--- Text provided Enclosed Below ---
Scientific classification
- Kingdom: Animalia
- Phylum: Chordata
- Class: Aves
- Order: Passeriformes
- Family: Campephagidae
- Genus: Coracina
- Species: C. temminckii
- Binomial name: Coracina temminckii (Müller, S, 1843)
- Synonyms: Ceblepyris Temminckii

= Cerulean cuckooshrike =

- Genus: Coracina
- Species: temminckii
- Authority: (Müller, S, 1843)
- Conservation status: LC
- Synonyms: Ceblepyris Temminckii

Species of bird

The cerulean cuckooshrike (Coracina temminckii) is a species of bird in the family Campephagidae. It is endemic to the island of Sulawesi in Indonesia. Its natural habitats are subtropical or tropical moist lowland forest and subtropical or tropical moist montane forest. Other common names for this bird include the Sulawesi cuckooshrike, the Celebes cuckooshrike and Temminck's cuckooshrike.

==Taxonomy==
The cerulean cuckooshrike was first described by the German naturalist Salomon Müller in 1843. The specific name honours the Dutch zoologist and ornithologist Coenraad Jacob Temminck, the director of the National Natural History Museum at Leiden who had sent Müller to the East Indies to collect specimens. Three subspecies are recognised; C. t. temminckii from the northern peninsula of Sulawesi, C. t. rileyi from central and southeastern Sulawesi and C. t. tonkeana from eastern Sulawesi.
--- End of Enclosed Text provided ---
--- Data records Enclosed Below ---
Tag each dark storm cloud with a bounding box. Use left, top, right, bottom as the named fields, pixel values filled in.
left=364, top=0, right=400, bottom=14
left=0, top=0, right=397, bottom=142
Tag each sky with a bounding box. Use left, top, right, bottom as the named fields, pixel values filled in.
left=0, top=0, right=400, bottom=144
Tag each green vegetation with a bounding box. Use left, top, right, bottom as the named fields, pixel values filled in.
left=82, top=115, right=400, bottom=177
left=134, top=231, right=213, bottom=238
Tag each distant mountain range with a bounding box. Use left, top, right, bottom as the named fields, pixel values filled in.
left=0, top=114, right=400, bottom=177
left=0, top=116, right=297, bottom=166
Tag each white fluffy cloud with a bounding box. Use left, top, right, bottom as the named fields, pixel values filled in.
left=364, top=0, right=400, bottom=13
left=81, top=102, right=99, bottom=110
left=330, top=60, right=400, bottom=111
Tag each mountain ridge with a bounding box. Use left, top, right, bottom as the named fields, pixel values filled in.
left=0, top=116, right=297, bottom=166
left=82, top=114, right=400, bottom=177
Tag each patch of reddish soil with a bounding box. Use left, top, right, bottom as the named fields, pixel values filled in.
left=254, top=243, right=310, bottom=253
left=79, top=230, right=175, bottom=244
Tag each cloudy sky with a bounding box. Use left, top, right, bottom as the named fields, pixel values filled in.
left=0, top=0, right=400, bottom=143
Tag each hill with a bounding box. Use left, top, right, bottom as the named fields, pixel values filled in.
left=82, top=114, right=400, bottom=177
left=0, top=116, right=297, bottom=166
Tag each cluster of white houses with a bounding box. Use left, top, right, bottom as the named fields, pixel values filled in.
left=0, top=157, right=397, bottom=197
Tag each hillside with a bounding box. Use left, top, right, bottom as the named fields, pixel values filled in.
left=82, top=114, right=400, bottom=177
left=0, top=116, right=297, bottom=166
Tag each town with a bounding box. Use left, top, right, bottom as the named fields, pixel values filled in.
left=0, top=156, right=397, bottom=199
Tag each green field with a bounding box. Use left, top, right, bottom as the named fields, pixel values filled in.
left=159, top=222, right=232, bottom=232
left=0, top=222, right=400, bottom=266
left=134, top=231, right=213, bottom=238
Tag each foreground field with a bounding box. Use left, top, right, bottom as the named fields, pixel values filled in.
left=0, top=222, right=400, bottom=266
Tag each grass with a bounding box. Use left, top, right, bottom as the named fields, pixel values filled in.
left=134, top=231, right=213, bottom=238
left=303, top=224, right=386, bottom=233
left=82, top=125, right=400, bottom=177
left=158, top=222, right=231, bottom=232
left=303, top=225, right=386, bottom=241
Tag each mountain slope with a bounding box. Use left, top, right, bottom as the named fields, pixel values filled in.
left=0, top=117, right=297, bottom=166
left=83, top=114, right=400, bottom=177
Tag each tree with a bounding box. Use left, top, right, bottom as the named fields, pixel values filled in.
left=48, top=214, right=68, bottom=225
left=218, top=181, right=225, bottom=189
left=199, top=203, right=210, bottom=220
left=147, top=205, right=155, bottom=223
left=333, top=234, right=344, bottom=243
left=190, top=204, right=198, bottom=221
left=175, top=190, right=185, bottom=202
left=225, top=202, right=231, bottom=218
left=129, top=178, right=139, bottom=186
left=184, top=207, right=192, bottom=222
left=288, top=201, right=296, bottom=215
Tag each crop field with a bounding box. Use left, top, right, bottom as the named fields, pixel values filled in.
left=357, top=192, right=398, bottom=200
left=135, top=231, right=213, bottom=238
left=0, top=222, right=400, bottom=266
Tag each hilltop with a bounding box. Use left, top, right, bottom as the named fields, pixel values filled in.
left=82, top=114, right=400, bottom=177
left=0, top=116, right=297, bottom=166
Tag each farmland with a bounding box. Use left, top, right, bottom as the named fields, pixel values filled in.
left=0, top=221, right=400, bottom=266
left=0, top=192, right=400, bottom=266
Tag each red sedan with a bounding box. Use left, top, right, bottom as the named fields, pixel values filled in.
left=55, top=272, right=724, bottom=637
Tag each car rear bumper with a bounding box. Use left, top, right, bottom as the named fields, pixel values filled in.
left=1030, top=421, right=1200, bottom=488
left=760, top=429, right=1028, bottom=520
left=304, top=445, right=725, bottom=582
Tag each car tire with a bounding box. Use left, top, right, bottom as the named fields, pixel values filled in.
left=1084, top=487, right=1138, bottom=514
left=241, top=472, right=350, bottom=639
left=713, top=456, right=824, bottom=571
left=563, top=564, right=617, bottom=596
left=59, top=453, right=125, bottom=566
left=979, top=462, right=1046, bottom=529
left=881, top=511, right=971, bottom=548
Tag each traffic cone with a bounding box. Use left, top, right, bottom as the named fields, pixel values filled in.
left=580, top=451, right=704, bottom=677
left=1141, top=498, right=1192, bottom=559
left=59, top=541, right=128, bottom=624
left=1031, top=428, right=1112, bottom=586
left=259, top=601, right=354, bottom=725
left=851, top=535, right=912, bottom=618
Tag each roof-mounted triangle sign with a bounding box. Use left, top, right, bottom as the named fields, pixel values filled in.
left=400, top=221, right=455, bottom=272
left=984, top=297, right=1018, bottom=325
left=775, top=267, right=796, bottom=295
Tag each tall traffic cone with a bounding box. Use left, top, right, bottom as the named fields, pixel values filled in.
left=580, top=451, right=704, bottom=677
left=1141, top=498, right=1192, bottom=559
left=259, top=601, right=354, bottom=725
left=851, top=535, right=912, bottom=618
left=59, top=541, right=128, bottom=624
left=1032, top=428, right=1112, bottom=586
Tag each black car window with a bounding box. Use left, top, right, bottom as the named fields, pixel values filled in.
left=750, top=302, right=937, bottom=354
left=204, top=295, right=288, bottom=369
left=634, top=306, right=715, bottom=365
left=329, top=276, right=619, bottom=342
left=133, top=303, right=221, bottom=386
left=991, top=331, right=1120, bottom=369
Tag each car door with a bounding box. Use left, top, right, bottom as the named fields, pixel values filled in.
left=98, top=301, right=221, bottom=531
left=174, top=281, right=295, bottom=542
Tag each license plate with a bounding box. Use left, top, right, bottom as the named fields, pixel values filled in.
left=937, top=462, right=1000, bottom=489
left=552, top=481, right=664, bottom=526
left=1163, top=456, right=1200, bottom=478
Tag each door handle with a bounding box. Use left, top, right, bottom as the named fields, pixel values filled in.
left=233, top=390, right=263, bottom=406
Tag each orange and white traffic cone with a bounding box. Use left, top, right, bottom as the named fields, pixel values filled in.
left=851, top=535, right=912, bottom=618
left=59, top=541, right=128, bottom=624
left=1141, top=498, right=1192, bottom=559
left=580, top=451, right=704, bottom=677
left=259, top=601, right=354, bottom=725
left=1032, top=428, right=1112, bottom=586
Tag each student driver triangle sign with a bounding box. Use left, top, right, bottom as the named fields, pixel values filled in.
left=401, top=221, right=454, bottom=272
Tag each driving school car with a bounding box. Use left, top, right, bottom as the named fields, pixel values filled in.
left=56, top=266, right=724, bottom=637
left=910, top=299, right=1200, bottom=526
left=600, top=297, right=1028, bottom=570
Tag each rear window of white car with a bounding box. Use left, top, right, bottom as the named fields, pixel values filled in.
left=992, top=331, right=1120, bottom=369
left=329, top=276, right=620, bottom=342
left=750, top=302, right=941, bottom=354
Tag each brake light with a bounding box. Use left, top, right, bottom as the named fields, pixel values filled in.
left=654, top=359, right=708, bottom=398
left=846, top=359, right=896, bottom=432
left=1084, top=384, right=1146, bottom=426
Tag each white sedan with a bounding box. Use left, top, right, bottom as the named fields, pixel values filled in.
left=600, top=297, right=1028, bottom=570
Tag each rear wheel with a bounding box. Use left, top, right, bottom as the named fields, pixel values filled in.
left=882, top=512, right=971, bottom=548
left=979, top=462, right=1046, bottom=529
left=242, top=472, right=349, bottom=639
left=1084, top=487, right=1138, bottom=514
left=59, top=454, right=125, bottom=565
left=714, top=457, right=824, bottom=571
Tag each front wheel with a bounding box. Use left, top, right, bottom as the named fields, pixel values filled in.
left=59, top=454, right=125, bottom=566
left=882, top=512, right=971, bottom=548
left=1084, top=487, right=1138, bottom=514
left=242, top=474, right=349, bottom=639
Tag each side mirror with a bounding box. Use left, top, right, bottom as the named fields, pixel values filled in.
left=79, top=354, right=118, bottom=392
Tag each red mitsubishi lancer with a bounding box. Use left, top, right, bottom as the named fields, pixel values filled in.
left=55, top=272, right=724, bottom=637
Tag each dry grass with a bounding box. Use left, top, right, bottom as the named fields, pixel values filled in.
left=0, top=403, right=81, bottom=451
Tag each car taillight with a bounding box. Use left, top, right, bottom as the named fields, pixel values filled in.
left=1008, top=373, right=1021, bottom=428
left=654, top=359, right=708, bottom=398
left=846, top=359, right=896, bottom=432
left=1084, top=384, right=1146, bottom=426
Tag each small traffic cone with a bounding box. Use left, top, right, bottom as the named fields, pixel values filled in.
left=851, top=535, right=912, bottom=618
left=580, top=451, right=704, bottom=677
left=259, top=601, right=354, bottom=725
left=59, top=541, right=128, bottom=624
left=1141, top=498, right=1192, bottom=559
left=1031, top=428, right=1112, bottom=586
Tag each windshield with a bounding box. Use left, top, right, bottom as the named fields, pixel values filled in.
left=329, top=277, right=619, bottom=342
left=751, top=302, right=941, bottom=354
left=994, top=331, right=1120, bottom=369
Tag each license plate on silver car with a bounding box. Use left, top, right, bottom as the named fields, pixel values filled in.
--- End of Enclosed Data records ---
Exercise instructions:
1) Using the cerulean cuckooshrike text, decide whether each statement agrees with it. Answer yes or no, and quote the words that settle it.
(a) The bird lives only on Sulawesi.
(b) Müller named the species after himself.
(c) Four subspecies are recognized.
2) Write what comes next in the cerulean cuckooshrike text, starting after its final sentence.
The listing plays no part in what is asked here.

Responses per task:
1)
(a) Yes: "It is endemic to the island of Sulawesi in Indonesia."
(b) No: "The specific name honours the Dutch zoologist and ornithologist Coenraad Jacob Temminck"
(c) No: "Three subspecies are recognised"

2)
==Description==
The adult cerulean cuckooshrike is a distinctive bird and is about 30 cm long. The male is greyish-blue, tinged with cobalt blue on wings and tail.

==Biology==
The cerulean cuckooshrike inhabits primary forest and mature secondary forest up to an altitude of about 2000 m. It often forms small groups and is presumed to feed on insects. Little is known of its breeding habits but juveniles have been seen in October. One of the places where this bird can be seen is the Gunung Ambang Nature Reserve.

==Status==
The cerulean cuckooshrike is common in suitable habitats over a large part of central Sulawesi but rather less common in the north and east of the island. The population appears to be stable, and despite its restricted range, the IUCN lists the bird as being of "least concern".